**Passage to read:**
>>>>>
Businesses are subject to a myriad of legal and compliance obligations, and it can often be difficult to ensure your business is up to date with these requirements. Below are my top five tips for keeping on top of the Anti-Money Laundering and Counter-Terrorism Financing laws, writes Piper Alderman’s Andrea Beatty.
1. Auditors exist for a reason
Reporting entities should ensure that their AML/CTF programs are frequently audited, both internally and by an external independent auditor. These audits are necessary to ensure that the program is up to date with legislative amendments.
The AML/CTF rules require Part A of reporting entities’ AML/CTF programs to be subject to regular independent review by an internal or external party. The frequency of review should be considerate of the nature, size and complexity of the business and the type and level of ML/TF risk it may face.
The AUSTRAC CEO can also compel a reporting entity to carry out an external audit or risk assessment under the AML/CTF Act.
2. Ensure someone is always watching
Reporting entities must ensure they are appropriately monitoring transactions and identifying those that need to be reported:
2.1 Details of applicable international funds transfer instructions must be reported to AUSTRAC within 10 business days of the instruction being sent or received;
2.2 Transactions over $10,000 of physical currency must be reported to AUSTRAC within 10 business days of the transaction taking place; and
2.3 Suspicious matter reports must be provided within 3 business days of the reporting entity forming a suspicion, on reasonable grounds, that one of the circumstances listed in section 41 of the AML/CTF Act has arisen.
3. New is not always better
The Commonwealth Bank decision illustrates the potential money-laundering and terrorism-financing risk that new services may pose. Reporting entities have an obligation to identify, mitigate and manage the money-laundering and counter terrorism risks of:
3.1 New designated services prior to introducing them to the market;
3.2 New methods of designated service delivery prior to adoption;
3.3 New or developing technologies used for the provision of a designated services prior to adopting them; and
3.4 Changes in the nature of the business relationship, control structure or beneficial ownership of customers.
<<<<<
**What is expected:** Could you return the full AML/CTF compliance tips above, word for word?

**Dataset records:**
>>>>>
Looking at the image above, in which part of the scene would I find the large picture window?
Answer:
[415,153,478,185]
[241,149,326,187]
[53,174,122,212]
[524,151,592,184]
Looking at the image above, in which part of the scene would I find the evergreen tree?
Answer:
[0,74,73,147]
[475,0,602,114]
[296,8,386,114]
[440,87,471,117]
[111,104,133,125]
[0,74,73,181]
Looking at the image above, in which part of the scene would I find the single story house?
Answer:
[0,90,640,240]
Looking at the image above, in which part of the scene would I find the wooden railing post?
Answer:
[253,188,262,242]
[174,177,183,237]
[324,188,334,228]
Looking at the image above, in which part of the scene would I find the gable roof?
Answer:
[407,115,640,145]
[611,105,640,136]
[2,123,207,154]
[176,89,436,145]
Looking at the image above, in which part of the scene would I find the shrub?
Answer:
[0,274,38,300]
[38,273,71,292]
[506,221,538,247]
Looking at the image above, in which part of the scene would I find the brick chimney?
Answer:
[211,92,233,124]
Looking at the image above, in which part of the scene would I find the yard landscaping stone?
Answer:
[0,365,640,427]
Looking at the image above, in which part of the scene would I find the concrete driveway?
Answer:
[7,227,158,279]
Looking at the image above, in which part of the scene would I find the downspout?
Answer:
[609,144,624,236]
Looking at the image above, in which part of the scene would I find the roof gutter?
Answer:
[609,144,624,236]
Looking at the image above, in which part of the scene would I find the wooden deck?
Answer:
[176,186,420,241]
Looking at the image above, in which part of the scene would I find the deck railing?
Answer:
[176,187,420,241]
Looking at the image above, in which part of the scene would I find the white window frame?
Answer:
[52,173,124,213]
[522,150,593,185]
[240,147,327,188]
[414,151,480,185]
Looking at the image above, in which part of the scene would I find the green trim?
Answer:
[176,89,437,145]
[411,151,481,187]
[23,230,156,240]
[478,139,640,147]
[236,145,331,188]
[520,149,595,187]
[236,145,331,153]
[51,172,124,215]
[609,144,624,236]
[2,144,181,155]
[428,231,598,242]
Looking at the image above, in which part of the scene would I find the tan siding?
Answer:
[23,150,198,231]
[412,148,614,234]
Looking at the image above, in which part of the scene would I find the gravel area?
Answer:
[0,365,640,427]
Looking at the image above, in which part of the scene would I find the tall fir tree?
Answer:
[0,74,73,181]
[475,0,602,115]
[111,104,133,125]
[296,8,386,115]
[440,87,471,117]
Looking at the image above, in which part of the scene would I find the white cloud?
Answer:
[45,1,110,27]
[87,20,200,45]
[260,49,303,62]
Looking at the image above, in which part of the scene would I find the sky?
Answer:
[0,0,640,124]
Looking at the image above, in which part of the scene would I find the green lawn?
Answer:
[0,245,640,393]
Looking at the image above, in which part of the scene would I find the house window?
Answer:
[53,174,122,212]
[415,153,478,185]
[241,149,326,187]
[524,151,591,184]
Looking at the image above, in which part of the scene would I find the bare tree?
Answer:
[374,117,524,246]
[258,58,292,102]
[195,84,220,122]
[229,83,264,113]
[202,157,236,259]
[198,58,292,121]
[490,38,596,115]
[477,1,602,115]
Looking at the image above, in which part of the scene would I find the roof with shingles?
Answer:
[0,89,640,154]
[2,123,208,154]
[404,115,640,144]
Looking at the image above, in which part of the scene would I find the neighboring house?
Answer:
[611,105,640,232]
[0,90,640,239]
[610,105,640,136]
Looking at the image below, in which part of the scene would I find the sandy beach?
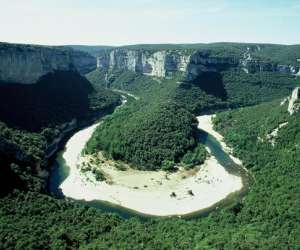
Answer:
[60,116,242,216]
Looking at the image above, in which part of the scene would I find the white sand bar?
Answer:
[60,114,243,216]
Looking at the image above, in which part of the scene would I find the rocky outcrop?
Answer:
[288,87,300,115]
[0,43,96,84]
[97,48,190,77]
[97,48,300,79]
[186,52,238,81]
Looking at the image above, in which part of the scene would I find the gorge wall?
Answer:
[97,48,299,80]
[0,43,96,84]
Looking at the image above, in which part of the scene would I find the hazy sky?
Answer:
[0,0,300,45]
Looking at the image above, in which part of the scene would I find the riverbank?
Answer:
[197,115,243,166]
[54,113,243,216]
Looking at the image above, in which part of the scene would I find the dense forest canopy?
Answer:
[86,103,204,169]
[0,43,300,250]
[0,98,300,249]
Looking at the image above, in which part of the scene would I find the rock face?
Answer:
[97,48,190,77]
[288,87,300,115]
[0,43,96,84]
[97,48,300,79]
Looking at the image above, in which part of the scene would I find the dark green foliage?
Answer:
[0,72,119,195]
[174,69,297,114]
[86,103,197,169]
[0,72,93,131]
[193,72,227,100]
[92,168,105,181]
[0,192,121,249]
[222,70,297,107]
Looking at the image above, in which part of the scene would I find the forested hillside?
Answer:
[0,98,300,249]
[0,43,300,250]
[0,72,119,196]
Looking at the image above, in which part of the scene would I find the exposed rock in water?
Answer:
[288,87,300,115]
[0,43,96,84]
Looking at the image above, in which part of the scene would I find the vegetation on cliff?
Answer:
[0,98,300,249]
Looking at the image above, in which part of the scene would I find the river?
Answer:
[49,99,251,219]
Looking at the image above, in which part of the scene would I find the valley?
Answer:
[0,43,300,249]
[50,94,250,218]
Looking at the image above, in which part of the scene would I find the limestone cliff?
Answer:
[97,48,190,77]
[97,48,299,79]
[0,43,96,84]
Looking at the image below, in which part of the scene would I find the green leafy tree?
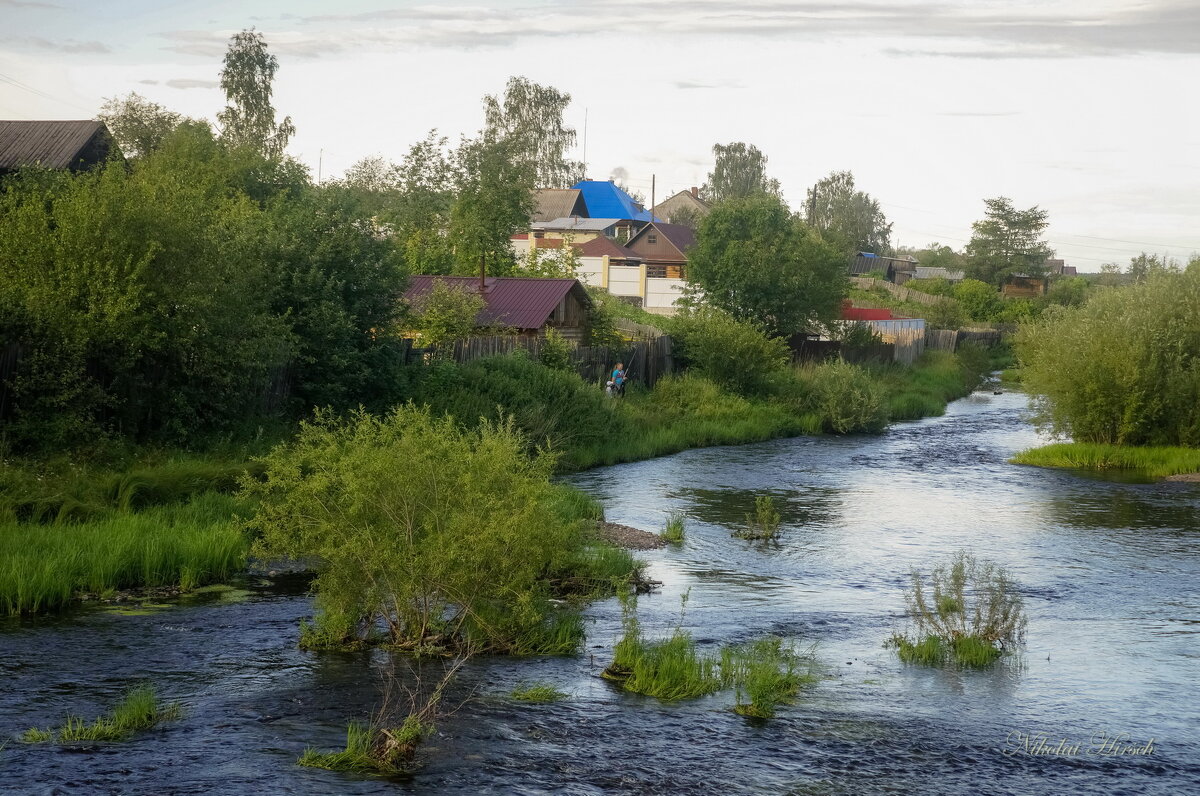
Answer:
[804,172,892,255]
[96,92,184,158]
[1016,271,1200,447]
[954,280,1001,321]
[484,77,583,188]
[966,197,1054,287]
[217,28,295,158]
[688,194,848,335]
[1126,252,1180,282]
[450,133,535,276]
[671,307,790,395]
[702,142,779,203]
[415,280,484,346]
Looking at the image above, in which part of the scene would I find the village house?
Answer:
[404,274,592,342]
[652,187,713,223]
[850,251,917,285]
[0,120,120,174]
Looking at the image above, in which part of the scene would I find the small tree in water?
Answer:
[892,552,1026,668]
[250,406,595,654]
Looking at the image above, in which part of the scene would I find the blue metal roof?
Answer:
[571,180,653,221]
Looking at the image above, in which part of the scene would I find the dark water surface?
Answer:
[0,394,1200,796]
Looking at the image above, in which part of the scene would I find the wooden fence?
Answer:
[406,334,674,387]
[850,276,954,304]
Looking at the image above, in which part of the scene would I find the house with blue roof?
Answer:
[571,180,654,221]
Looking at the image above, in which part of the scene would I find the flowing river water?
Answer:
[0,393,1200,796]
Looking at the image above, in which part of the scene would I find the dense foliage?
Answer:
[688,194,848,335]
[1016,269,1200,447]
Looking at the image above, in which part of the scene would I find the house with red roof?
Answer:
[404,274,592,342]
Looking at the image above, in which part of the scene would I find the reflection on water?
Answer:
[0,394,1200,796]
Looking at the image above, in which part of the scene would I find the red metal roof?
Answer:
[404,274,592,329]
[575,235,641,259]
[841,301,904,321]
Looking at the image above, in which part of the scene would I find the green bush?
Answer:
[538,329,575,371]
[247,406,619,654]
[671,310,791,396]
[892,552,1026,668]
[806,360,888,433]
[413,352,626,461]
[1016,270,1200,447]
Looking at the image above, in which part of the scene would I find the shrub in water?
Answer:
[892,552,1026,668]
[659,511,684,544]
[808,360,888,433]
[250,406,633,653]
[20,686,182,743]
[733,495,779,540]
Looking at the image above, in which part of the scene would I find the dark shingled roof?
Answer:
[575,235,642,259]
[0,120,112,172]
[404,274,592,329]
[530,188,588,221]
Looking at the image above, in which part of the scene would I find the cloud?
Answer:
[163,77,221,89]
[0,35,113,55]
[164,0,1200,59]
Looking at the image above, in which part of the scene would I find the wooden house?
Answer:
[404,275,592,342]
[1000,274,1046,299]
[625,221,696,279]
[0,120,120,174]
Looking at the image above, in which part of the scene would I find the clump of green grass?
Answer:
[20,686,182,743]
[0,493,250,615]
[509,683,568,704]
[721,636,816,719]
[659,511,684,544]
[733,495,779,541]
[892,552,1027,669]
[296,716,433,774]
[1010,442,1200,478]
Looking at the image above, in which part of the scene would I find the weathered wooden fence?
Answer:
[406,334,674,387]
[850,276,954,304]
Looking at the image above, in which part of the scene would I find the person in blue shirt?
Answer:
[611,363,625,395]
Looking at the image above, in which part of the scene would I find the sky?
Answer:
[0,0,1200,271]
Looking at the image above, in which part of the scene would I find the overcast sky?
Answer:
[0,0,1200,270]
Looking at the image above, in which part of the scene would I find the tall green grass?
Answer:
[1009,442,1200,478]
[0,493,250,615]
[20,686,182,743]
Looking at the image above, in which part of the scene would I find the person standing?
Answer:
[610,363,625,396]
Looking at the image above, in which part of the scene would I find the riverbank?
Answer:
[0,349,996,615]
[1010,442,1200,480]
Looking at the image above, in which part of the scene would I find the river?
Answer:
[0,393,1200,796]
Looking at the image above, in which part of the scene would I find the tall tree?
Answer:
[484,77,583,188]
[96,91,184,158]
[804,172,892,255]
[217,28,296,158]
[450,132,536,276]
[966,197,1054,287]
[702,140,779,203]
[688,194,848,335]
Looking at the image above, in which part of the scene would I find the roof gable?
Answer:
[532,188,588,221]
[0,120,110,170]
[404,275,592,329]
[625,221,696,259]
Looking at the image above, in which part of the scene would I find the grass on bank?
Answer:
[1009,442,1200,478]
[509,683,568,705]
[296,716,433,774]
[659,511,684,544]
[0,493,250,615]
[20,686,182,743]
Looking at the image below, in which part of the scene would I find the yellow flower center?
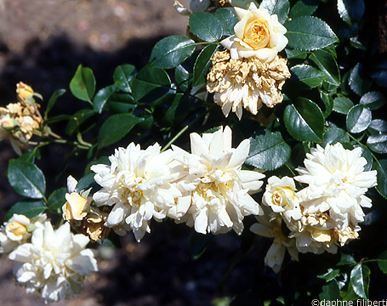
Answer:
[7,221,27,236]
[243,20,270,50]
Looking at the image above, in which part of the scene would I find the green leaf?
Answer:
[333,97,354,115]
[98,114,144,149]
[290,64,327,88]
[47,188,68,213]
[215,8,239,35]
[360,91,386,110]
[132,66,171,103]
[8,159,46,199]
[346,104,372,134]
[113,64,137,93]
[351,264,371,299]
[348,63,371,96]
[4,200,47,221]
[193,45,218,86]
[337,253,356,266]
[189,12,223,42]
[320,90,333,118]
[44,89,66,118]
[70,65,95,102]
[66,109,96,135]
[246,130,291,171]
[309,50,341,87]
[321,127,349,147]
[259,0,290,24]
[108,93,136,113]
[378,251,387,274]
[374,159,387,199]
[367,134,387,154]
[368,119,387,134]
[285,16,338,51]
[289,0,318,19]
[284,98,325,142]
[149,35,196,69]
[319,280,340,305]
[93,85,117,114]
[317,268,341,282]
[190,232,214,260]
[337,0,365,25]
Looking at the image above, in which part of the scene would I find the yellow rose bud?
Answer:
[16,82,34,99]
[62,192,90,220]
[6,221,27,236]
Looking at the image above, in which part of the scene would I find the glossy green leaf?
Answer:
[284,98,325,142]
[4,200,47,221]
[193,44,218,86]
[249,130,291,171]
[309,49,341,87]
[333,97,354,115]
[337,253,356,266]
[290,64,327,88]
[367,134,387,154]
[108,93,136,113]
[66,109,96,135]
[373,159,387,199]
[337,0,365,25]
[378,251,387,274]
[189,12,223,42]
[259,0,290,24]
[149,35,196,69]
[368,119,387,134]
[44,89,66,118]
[319,280,340,305]
[289,0,319,19]
[190,232,214,260]
[113,64,137,93]
[98,114,144,148]
[132,66,171,102]
[47,188,68,213]
[70,65,95,102]
[351,264,371,299]
[317,268,341,282]
[93,85,117,114]
[320,91,333,118]
[348,63,371,96]
[360,91,386,110]
[321,127,349,147]
[346,104,372,133]
[215,8,239,35]
[8,159,46,199]
[285,16,338,51]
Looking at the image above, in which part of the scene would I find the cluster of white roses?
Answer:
[91,127,264,241]
[0,214,98,303]
[251,143,376,272]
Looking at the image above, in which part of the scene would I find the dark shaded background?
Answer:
[0,0,387,306]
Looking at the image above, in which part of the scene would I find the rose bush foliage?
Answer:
[0,0,387,306]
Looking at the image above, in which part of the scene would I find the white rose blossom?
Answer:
[91,143,181,241]
[0,214,47,254]
[295,143,376,231]
[221,2,288,62]
[9,222,98,303]
[250,207,298,273]
[173,127,264,234]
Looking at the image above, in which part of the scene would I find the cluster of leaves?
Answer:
[3,0,387,306]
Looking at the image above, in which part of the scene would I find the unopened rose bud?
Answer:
[16,82,34,99]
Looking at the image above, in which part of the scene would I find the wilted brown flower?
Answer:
[207,50,290,120]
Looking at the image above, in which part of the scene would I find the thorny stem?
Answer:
[161,110,207,152]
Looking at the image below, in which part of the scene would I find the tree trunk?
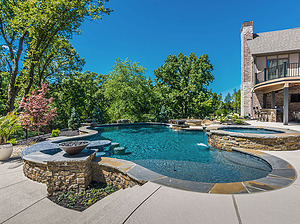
<<<<<
**Response to the task:**
Businesses are subject to a myriad of legal and compliance obligations, and it can often be difficult to ensure your business is up to date with these requirements. Below are my top five tips for keeping on top of the Anti-Money Laundering and Counter-Terrorism Financing laws, writes Piper Alderman’s Andrea Beatty.
1. Auditors exist for a reason
Reporting entities should ensure that their AML/CTF programs are frequently audited, both internally and by an external independent auditor. These audits are necessary to ensure that the program is up to date with legislative amendments.
The AML/CTF rules require Part A of reporting entities’ AML/CTF programs to be subject to regular independent review by an internal or external party. The frequency of review should be considerate of the nature, size and complexity of the business and the type and level of ML/TF risk it may face.
The AUSTRAC CEO can also compel a reporting entity to carry out an external audit or risk assessment under the AML/CTF Act.
2. Ensure someone is always watching
Reporting entities must ensure they are appropriately monitoring transactions and identifying those that need to be reported:
2.1 Details of applicable international funds transfer instructions must be reported to AUSTRAC within 10 business days of the instruction being sent or received;
2.2 Transactions over $10,000 of physical currency must be reported to AUSTRAC within 10 business days of the transaction taking place; and
2.3 Suspicious matter reports must be provided within 3 business days of the reporting entity forming a suspicion, on reasonable grounds, that one of the circumstances listed in section 41 of the AML/CTF Act has arisen.
3. New is not always better
The Commonwealth Bank decision illustrates the potential money-laundering and terrorism-financing risk that new services may pose. Reporting entities have an obligation to identify, mitigate and manage the money-laundering and counter terrorism risks of:
3.1 New designated services prior to introducing them to the market;
3.2 New methods of designated service delivery prior to adoption;
3.3 New or developing technologies used for the provision of a designated services prior to adopting them; and
3.4 Changes in the nature of the business relationship, control structure or beneficial ownership of customers.